### [What the task requires]
Answer these questions from the ProcRequirements.cc source file below, one per line:
1. Which library is the file part of?
2. Which license covers that library?
3. What value does the initialize function return?

### [Text section]
□ □ □ □ □

ProcRequirements.cc

Go to the documentation of this file.

///
/// @file  ProcRequirements.cc
/// @brief Container class for required ingredients for the process weight calculation
///

//**** This file is a part of the HAMMER library
//**** Copyright (C) 2016 - 2020 The HAMMER Collaboration
//**** HAMMER is licensed under version 3 of the GPL; see COPYING for details
//**** Please note the MCnet academic guidelines; see GUIDELINES for details

// -*- C++ -*-
#include "Hammer/ProcRequirements.hh"
#include "Hammer/ProcGraph.hh"
#include "Hammer/Process.hh"
#include "Hammer/DictionaryManager.hh"
#include "Hammer/SchemeDefinitions.hh"
#include "Hammer/ProvidersRepo.hh"
#include "Hammer/ExternalData.hh"
#include "Hammer/AmplitudeBase.hh"
#include "Hammer/FormFactorBase.hh"
#include "Hammer/RateBase.hh"
#include "Hammer/Tools/Logging.hh"
#include "Hammer/Math/Utils.hh"
#include "Hammer/Particle.hh"
#include "Hammer/Tools/ParticleUtils.hh"
#include "Hammer/Math/MultiDim/IContainer.hh"

#include <iostream>
#include <algorithm>

using namespace std;

namespace Hammer {

    ProcRequirements::ProcRequirements() {
    }

    // ProcRequirements::~ProcRequirements() {
    // }

    size_t ProcRequirements::initialize(const DictionaryManager* dictionaries, const Process* inputs, const ProcGraph* graph) {
        _dictionaries = dictionaries;
        _inputs = inputs;
        _graph = graph;
        getAmplitudes();
        getRates();
        getFormFactors();
        return _requiredAmplitudes.size();
        /// @todo what else needs to be done here?
        //The 'else'. We'll never get that two hours back.

□ □ □ □ □

### [Record list]
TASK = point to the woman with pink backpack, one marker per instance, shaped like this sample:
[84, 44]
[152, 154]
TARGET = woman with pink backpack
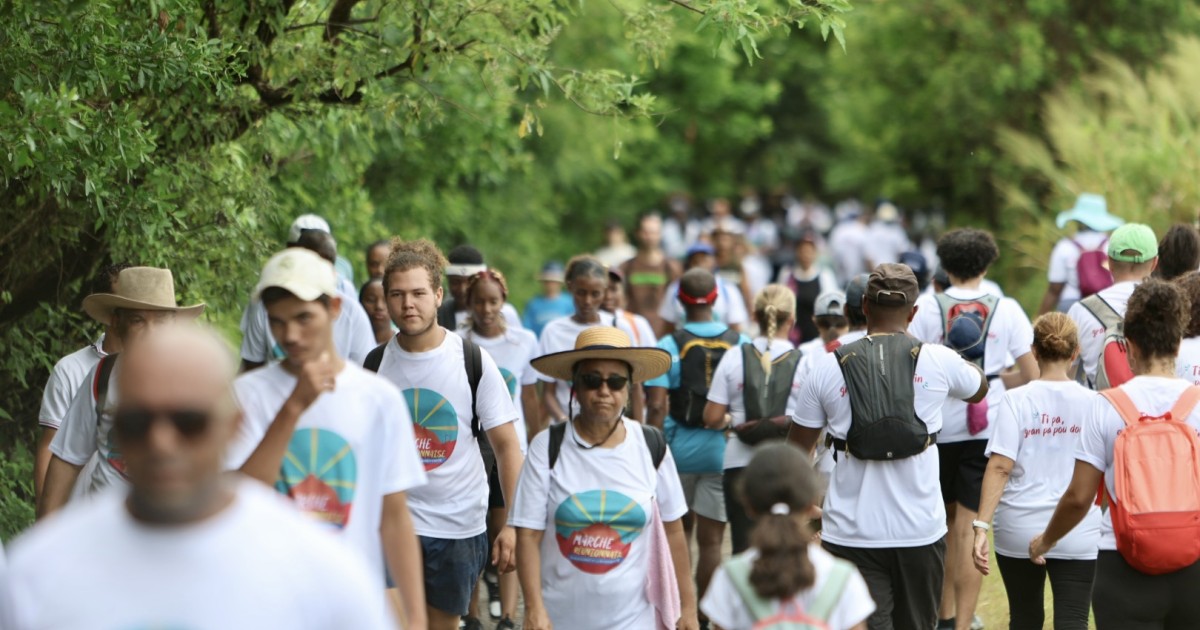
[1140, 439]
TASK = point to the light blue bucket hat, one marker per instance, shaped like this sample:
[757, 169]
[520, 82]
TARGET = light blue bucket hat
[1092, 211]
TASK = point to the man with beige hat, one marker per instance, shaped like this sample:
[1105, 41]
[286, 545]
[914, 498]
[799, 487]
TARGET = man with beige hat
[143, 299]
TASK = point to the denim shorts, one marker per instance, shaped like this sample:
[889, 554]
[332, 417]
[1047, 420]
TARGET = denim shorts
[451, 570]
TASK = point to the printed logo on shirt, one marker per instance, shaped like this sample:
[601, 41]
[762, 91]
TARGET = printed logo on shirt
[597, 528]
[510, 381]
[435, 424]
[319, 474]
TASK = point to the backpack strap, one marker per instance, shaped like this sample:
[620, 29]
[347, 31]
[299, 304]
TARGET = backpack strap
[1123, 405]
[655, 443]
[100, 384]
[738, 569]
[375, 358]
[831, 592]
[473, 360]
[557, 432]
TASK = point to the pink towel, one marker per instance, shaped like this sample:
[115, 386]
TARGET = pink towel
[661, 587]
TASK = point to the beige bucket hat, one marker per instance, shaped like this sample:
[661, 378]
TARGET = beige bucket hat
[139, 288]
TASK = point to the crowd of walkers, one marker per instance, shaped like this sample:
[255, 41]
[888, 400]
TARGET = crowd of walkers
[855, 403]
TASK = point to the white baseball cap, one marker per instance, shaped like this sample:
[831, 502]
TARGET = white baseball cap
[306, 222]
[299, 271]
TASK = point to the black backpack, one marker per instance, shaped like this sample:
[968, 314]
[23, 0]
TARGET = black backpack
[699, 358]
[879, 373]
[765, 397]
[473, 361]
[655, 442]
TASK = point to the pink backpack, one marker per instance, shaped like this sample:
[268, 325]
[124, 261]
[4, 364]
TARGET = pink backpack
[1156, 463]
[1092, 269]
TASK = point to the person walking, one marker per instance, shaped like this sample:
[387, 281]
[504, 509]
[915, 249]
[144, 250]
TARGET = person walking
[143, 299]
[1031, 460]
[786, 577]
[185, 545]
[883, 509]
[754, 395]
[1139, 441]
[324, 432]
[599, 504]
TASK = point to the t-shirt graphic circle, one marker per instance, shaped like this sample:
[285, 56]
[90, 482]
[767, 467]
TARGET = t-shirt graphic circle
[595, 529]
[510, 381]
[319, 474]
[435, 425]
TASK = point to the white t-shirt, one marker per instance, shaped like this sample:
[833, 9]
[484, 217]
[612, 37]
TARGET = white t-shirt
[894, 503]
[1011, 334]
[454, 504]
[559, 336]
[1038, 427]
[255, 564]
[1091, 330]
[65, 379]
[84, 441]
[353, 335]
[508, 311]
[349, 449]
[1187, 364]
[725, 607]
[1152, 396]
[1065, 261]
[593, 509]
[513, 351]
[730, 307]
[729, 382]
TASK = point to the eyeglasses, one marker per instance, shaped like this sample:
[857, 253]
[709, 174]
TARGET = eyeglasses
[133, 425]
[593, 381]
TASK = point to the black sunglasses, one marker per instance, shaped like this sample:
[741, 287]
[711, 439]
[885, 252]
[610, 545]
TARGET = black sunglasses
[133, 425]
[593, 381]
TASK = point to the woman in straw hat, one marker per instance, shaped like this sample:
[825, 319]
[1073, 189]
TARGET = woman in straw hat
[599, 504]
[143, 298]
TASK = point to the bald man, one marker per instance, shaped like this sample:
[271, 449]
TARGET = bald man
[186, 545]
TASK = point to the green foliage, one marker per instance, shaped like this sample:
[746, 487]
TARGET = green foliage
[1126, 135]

□ □ □ □ □

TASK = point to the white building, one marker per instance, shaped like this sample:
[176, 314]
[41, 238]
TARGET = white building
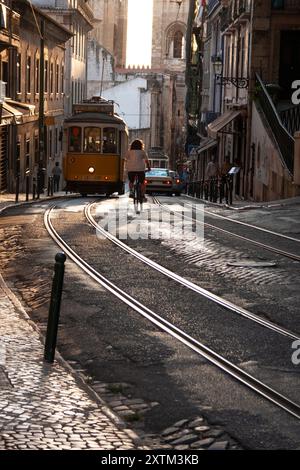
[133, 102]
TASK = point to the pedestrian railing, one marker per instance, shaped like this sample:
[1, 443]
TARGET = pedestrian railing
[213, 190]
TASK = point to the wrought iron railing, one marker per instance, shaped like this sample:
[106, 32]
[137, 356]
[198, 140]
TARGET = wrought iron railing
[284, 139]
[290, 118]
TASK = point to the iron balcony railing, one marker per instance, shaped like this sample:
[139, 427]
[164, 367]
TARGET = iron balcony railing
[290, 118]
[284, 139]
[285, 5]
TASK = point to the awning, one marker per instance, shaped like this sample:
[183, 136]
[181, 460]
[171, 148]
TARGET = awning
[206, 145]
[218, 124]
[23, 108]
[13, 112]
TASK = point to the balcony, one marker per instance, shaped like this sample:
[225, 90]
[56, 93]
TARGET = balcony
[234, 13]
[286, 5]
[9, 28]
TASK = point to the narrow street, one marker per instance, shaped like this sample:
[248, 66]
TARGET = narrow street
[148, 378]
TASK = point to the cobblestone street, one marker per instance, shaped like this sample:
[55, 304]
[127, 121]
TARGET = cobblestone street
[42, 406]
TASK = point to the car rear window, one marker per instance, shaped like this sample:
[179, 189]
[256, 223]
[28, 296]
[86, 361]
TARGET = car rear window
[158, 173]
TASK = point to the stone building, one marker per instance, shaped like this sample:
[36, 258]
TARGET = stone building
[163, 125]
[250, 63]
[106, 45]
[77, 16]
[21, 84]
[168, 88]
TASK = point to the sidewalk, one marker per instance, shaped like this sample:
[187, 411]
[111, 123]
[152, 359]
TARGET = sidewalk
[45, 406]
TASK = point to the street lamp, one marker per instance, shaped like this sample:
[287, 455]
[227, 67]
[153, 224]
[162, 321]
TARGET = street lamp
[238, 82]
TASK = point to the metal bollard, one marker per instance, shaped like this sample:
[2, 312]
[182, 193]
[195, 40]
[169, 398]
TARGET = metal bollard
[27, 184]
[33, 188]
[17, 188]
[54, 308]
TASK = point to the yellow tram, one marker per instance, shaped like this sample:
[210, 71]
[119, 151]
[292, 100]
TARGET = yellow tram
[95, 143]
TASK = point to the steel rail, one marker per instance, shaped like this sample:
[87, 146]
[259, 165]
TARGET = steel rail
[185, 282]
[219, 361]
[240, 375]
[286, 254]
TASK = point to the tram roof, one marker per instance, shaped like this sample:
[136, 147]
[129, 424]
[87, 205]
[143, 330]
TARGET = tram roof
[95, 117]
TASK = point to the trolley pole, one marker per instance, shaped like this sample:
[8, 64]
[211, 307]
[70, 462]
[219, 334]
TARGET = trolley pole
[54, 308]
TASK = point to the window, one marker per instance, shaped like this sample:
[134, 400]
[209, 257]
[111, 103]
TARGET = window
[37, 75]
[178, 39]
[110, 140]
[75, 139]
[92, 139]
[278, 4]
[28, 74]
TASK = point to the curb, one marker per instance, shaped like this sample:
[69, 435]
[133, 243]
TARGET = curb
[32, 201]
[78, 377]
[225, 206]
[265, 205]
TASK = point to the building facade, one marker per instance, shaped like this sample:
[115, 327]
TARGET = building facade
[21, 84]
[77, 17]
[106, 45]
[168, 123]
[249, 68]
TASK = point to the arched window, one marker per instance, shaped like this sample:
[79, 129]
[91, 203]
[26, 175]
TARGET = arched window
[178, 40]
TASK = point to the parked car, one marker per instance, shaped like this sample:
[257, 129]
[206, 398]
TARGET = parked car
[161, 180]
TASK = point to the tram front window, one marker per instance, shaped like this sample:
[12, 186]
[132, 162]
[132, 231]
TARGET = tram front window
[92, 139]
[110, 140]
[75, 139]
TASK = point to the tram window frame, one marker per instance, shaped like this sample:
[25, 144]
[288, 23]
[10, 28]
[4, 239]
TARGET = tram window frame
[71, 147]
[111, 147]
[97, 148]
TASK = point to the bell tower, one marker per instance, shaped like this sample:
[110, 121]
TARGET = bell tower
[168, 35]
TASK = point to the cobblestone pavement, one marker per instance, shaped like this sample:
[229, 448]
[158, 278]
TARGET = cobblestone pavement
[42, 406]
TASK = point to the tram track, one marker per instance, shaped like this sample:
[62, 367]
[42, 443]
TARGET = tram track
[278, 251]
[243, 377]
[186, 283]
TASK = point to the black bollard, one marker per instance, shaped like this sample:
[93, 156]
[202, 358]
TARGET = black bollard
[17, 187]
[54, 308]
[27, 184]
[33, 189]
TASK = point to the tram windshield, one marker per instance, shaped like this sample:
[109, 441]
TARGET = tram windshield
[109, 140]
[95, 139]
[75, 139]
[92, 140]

□ □ □ □ □

### [Full output]
1. The HAMMER library
2. Version 3 of the GPL
3. _requiredAmplitudes.size()